PASSAGE PROVIDED ->

A gun control group pushing to ban “assault weapons” in Florida has garnered more than 100,000 signatures for its cause and triggered a review by the Florida Supreme Court. If the group gets 766,200 by February, the ban will become one of the potential constitutional amendments on the 2020 ballot.
“Hundreds of thousands of Floridians across the state are getting behind this effort to place a ban on the ballot, because they know that this isn’t a partisan issue — this is an issue of public safety,” BAWN Chairwoman Gail Schwartz, the aunt of slain Marjory Stoneman Douglas High School student Alex Schachter, said in a statement.
The amendment on the petition would ban possession of “assault weapons,” defined “as semiautomatic rifles and shotguns capable of holding more than 10 rounds of ammunition at once, either in fixed or detachable magazine, or any other ammunition-feeding device.”
The measure excludes handguns, and it exempts all firearms owned before the date the ban becomes effective. But it also requires any of those grandfathered rifles and shotguns to be registered with the Florida Department of Law Enforcement within one year of the ban’s effective date. Gun owners must provide a sworn statement that they owned the firearm before the effective date and provide the firearm’s make, model, and serial number. Law enforcement is required to keep a permanent record of the firearms registered.

ASSIGNMENT -> According to the passage on the proposed Florida assault weapons ban, how many signatures does the group need by February to place the ban on the 2020 ballot?

DATA ->
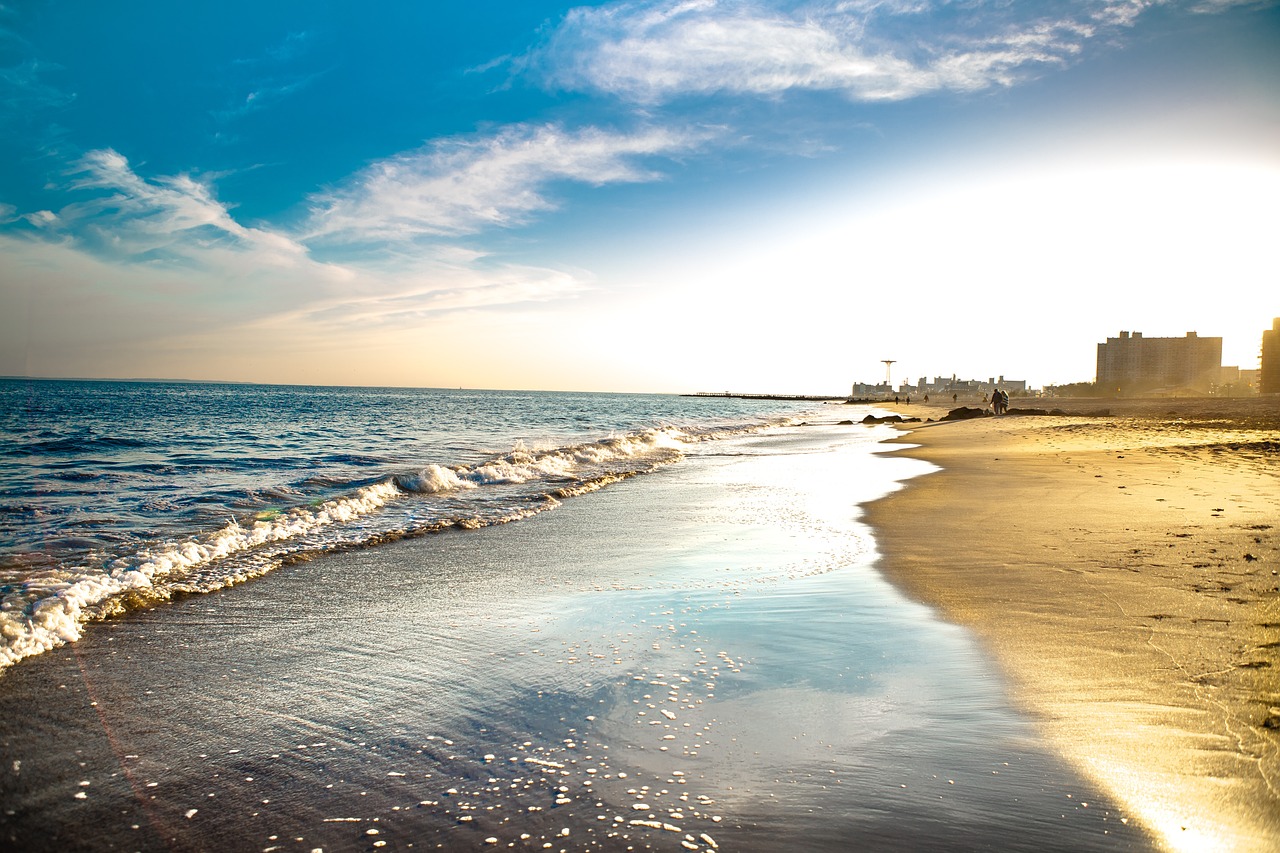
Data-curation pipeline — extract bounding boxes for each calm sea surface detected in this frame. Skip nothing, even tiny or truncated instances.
[0,379,819,669]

SOLUTION TO THIS EXERCISE -> 766,200 signatures.